• [TÂCHE ASSIGNÉE 1] Traduisez en anglais la phrase suivante de la critique du livre sur l’habiter en CHRS : « Tiré de son mémoire professionnel analyse et conception de l’intervention sociale (ANACIS), Cédric Sadin-Cesbron nous offre une réflexion importante sur l’accompagnement en centre d’hébergement et de réinsertion sociale (CHRS) et notamment sur la notion d’habiter. »
• [TÂCHE ASSIGNÉE 2]
Répondez aux questions suivantes d’après la critique du livre sur l’habiter en CHRS :
(a) Chez quel éditeur et à quelle date l’ouvrage a-t-il paru ?
(b) Quels thèmes sont indiqués pour cette critique ?
(c) De quel travail l’ouvrage est-il tiré ?

• [EXTRAIT RETENU]

═══

N° 1347 | Le 12 octobre 2023 | Critiques de livres (accès libre)

Habiter en CHRS, faire comme chez soi quand on n’a pas de chez soi

Cédric Sadin-Cesbron


Éd. Érès, mai 2023, 352 p., 19,50 € | Commander ce livre

Thèmes : CHRS, Logement, Insertion

Rencontre vidéo avec Cédric Sadin-Cesbron

Fais comme chez toi !

Tiré de son mémoire professionnel analyse et conception de l’intervention sociale (ANACIS), Cédric Sadin-Cesbron nous offre une réflexion importante sur l’accompagnement en centre d’hébergement et de réinsertion sociale (CHRS) et notamment sur la notion d’habiter.

═══

• [MATÉRIEL FOURNI]
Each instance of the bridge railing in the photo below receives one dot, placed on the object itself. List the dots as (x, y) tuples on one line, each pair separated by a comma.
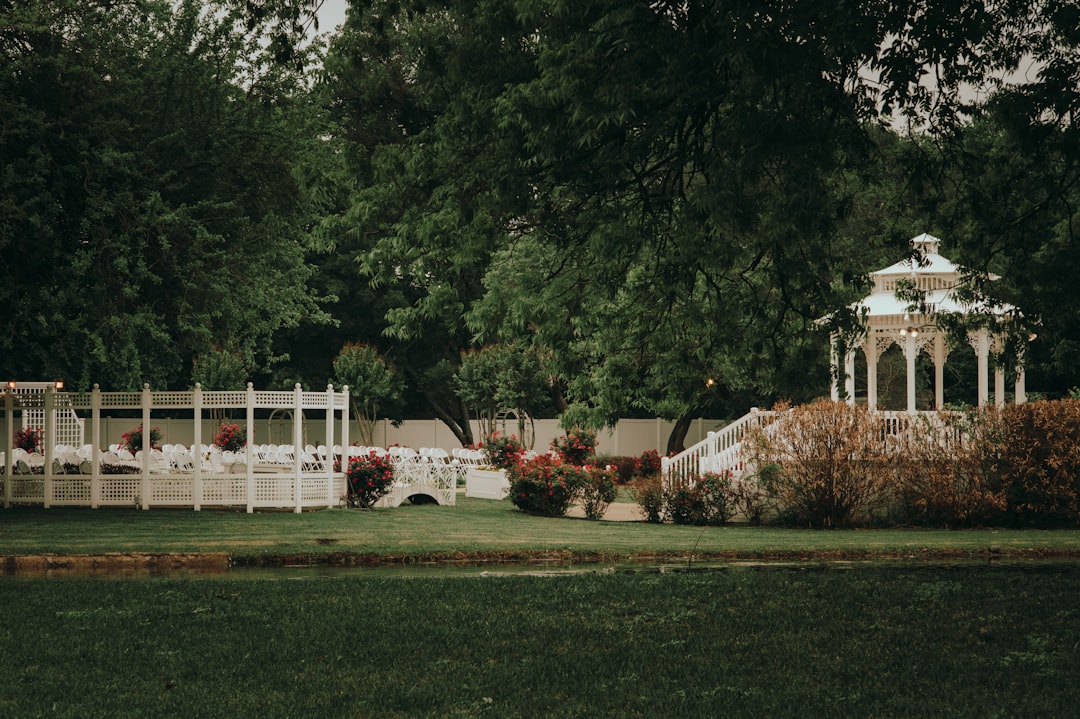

═══

• [RÉSULTAT ATTENDU 1] Drawn from his professional thesis in the analysis and design of social intervention (ANACIS), Cédric Sadin-Cesbron offers us an important reflection on support in housing and social reintegration centers (CHRS), and in particular on the notion of dwelling.

• [RÉSULTAT ATTENDU 2]
(a) Aux éditions Érès, en mai 2023.
(b) CHRS, Logement, Insertion.
(c) Du mémoire professionnel analyse et conception de l’intervention sociale (ANACIS) de Cédric Sadin-Cesbron.